**SET OF TASKS**.
a) According to the Rookery Farm passage, how many hectares of the land Mr Ling manages are owned?
b) Decide whether each statement agrees with the Rookery Farm passage, answering yes or no and quoting the words that settle it: (i) Rookery Farm was one of seven farms to join the Monitor Farms project. (ii) Mr Ling uses the same cultivation method on every field regardless of conditions. (iii) The beef finishing unit requires more labor than the dairy herd did.
c) Please carry the Rookery Farm passage forward from its last sentence.

Begin TEXT SHOWN

Rookery Farm was one of seven farms across the country to join the AHDB's Monitor Farms project earlier this year - filling the Norfolk gap left by the end of the three-year Dereham Monitor Farm project at Swanton Morley Farms.
Mr Ling manages more than 400ha across varied soil types, of which 286ha is owned and the rest is contract-farmed for two other farming businesses.
For the arable operation, he mainly operates a minimum-till system but assesses each field based on soil health, and said he wants to encourage farmers to have an open mind on cultivation techniques.
On the livestock side, the beef finishing unit has been designed with a simple and flexible system which is much less labour-intensive than the dairy herd, and makes use of the farm's staff during quieter periods in the arable operations.
"Eight years ago we used to be dairy farmers, but we were losing so much money it was unsustainable to keep going," he said.
"So we took financial advice from outside, and we looked at the whole business.
"People need to be realistic. The problem my parents and I had was that we were all so involved in the business and we were making emotional decisions. To make a true business decision we needed to take the emotion out of it and be realistic."

End TEXT SHOWN
Begin MATERIAL

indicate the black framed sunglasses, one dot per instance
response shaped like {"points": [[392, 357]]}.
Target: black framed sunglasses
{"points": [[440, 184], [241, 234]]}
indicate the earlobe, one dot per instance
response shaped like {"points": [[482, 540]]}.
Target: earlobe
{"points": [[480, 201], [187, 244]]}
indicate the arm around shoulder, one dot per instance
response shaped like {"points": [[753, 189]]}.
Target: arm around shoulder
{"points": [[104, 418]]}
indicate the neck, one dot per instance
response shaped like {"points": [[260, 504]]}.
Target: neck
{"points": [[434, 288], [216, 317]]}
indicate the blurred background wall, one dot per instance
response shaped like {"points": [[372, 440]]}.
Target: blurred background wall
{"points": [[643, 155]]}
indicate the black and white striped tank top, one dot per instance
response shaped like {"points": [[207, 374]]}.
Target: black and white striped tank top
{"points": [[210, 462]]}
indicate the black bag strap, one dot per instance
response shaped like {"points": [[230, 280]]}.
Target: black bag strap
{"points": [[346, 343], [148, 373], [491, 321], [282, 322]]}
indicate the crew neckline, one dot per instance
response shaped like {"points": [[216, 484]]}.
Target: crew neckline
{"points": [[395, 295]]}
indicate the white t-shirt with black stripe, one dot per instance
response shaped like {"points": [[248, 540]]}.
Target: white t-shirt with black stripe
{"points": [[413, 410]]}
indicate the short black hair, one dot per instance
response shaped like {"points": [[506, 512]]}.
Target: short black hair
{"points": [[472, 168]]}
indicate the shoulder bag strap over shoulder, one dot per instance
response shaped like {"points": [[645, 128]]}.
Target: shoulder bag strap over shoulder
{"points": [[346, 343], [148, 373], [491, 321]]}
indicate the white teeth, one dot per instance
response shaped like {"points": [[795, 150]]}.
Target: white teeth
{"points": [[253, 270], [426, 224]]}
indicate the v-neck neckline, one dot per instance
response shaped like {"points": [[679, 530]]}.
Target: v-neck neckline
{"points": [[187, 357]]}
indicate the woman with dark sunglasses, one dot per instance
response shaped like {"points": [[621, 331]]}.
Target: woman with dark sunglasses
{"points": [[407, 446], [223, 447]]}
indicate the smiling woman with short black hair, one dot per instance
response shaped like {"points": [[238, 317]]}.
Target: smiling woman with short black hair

End MATERIAL

**RESULTS FOR EACH TASK**.
a) 286ha

b)
(i) Yes: "one of seven farms across the country to join the AHDB's Monitor Farms project"
(ii) No: "he mainly operates a minimum-till system but assesses each field based on soil health"
(iii) No: "much less labour-intensive than the dairy herd"

c)
Part of the Monitor Farm project will include benchmarking Rookery Farm's performance against similar businesses.
"For too many years farmers have, when it comes down to the financial side of everyone's business, it is like no-one must know about it," said Mr Ling. "But by doing benchmarking and different things over the years you quickly learn whether you are in the right area or not, and it gives you the confidence to make some of these really difficult decisions.
"I don't see a more important time to be a Monitor Farmer, purely because of the amount of change on the horizon. At the end of the day it comes down to this - knowledge is power."